| Brief A |
Please extract the passage of the theatre review starting at "In their first" and ending at "company was excellent.".
| Brief B |
In the theatre review, which theatre hosted Merely Theatre's twin performances last week?

By January 30, 2016 One Comment

In their first national tour, Merely Theatre, who describe themselves as “the first fully gender blind Shakespeare company”, give us twin performances of Henry V and A Midsummer Night’s Dream, which was hosted by Wakefield Theatre Royal last week. Though performed on separate nights, these two plays can be seen as one piece from Merely, with an emphasis on their contrasting ‘gendered’ themes of war, heroism and masculinity in Henry V and love, magic and marriage in Midsummer. With further themes of deceitful appearances and theatricality also arising from both plays, the choice to twin them as a minimalistic, gender-blind piece from the company was excellent.

It is difficult to pick out any individual member of this small cast as a favourite from either of the performances. Each time one actor begins to edge ahead of the rest, another leaps ahead with an especially stellar scene. Emmy Rose and Robert Myles held their own in smaller roles in Henry V, but it was their return as Hermia/Puck (Rose) and Bottom/Oberon (Myles) that lifted the entire performance of A Midsummer Night’s Dream.

Rose’s Puck was mischevious and impish, armed with a water-gun and, like many of her co-stars, quick to remind the audience of the awkward yet amusing costume-changes and character cross-overs which ran throughout both shows. Myles is a force to be reckoned with as an ostentatious Bottom, whose comic scenes, though verging on indulgent at times, were memorably wild and energetic. Tamara Astor, who moved so naturally on stage and across the audience, was an obsessively enamoured Helena, a tough-talking Bardolph and even a musically-inclined Peaseblossom – with Astor even performing a song self-accompanied by an accordion.

In any production that shines in its physicality and energetic comedy, whenever roles and speeches of a more serious nature are left alone and static on the stage it might struggle. In taking on King Henry in Henry V and both of the rather thankless roles in A Midsummer Night’s Dream, Lysander and Demetrius, Luke Barton had the toughest job. Barton held his own as a fresh and likeable Henry, though the king’s character felt lost,… I was skeptical at first, yet soon the characters were hurling each other across stage, scuffling behind Helena and Hermia and rolling across (and off) the stage.

Only five cast members performed every role and the production was successfully able to rely on the many winking moments of reminding the audience of this very fact. The hilarity always caused in A Midsummer Night’s Dream by Bottom and company’s farcical performance of ‘Pyramis and Thisbe’ at the close of the play belongs to the long theatrical and comedic trick of constantly reminding us that ‘this is a play’, and it was this dynamic that Midsummer in particular tapped into. Just as Snug (Rose) tells us he is not really a lion so we need not fear, the cast repeatedly tells us they are actors and we must laugh.

Coordinate annotation entries:
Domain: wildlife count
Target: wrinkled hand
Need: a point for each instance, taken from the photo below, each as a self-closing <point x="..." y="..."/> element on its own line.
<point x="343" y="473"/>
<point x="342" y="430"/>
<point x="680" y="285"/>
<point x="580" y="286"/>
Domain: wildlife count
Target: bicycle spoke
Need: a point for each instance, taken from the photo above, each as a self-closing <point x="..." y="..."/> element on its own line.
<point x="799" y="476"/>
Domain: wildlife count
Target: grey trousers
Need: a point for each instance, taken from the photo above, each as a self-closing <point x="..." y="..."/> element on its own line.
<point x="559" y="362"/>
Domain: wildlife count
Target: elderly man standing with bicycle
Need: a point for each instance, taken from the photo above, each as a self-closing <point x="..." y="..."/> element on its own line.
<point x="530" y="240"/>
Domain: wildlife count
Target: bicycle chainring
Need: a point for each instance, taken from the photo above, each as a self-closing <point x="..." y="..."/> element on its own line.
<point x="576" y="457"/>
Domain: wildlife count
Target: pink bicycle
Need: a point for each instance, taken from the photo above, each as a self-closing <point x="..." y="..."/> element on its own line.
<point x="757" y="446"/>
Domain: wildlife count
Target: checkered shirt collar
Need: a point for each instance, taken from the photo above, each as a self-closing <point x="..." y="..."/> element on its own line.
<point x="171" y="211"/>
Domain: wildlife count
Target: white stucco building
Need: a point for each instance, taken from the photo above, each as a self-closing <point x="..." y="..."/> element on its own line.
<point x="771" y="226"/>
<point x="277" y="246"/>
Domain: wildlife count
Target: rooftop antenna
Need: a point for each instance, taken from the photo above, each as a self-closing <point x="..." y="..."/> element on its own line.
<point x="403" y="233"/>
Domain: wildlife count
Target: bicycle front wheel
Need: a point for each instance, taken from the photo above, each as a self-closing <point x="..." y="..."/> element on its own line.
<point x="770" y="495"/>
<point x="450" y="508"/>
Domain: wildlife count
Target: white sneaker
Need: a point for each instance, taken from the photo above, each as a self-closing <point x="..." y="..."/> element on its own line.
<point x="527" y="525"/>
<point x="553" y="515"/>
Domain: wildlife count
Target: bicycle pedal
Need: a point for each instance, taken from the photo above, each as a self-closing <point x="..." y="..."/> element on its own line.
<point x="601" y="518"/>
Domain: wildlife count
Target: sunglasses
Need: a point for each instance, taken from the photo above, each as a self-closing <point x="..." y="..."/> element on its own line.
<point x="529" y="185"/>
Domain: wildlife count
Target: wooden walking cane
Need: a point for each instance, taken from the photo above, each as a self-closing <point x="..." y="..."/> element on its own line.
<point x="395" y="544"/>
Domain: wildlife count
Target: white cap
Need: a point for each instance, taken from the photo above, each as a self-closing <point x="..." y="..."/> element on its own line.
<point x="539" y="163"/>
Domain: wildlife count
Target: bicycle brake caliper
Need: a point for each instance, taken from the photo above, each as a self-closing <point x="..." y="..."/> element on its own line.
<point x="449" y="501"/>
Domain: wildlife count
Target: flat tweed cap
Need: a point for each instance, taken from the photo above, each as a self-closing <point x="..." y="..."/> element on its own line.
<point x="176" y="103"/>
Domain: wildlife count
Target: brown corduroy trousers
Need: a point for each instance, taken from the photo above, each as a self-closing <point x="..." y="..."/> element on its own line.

| Exercise answer A |
In their first national tour, Merely Theatre, who describe themselves as “the first fully gender blind Shakespeare company”, give us twin performances of Henry V and A Midsummer Night’s Dream, which was hosted by Wakefield Theatre Royal last week. Though performed on separate nights, these two plays can be seen as one piece from Merely, with an emphasis on their contrasting ‘gendered’ themes of war, heroism and masculinity in Henry V and love, magic and marriage in Midsummer. With further themes of deceitful appearances and theatricality also arising from both plays, the choice to twin them as a minimalistic, gender-blind piece from the company was excellent.

| Exercise answer B |
Wakefield Theatre Royal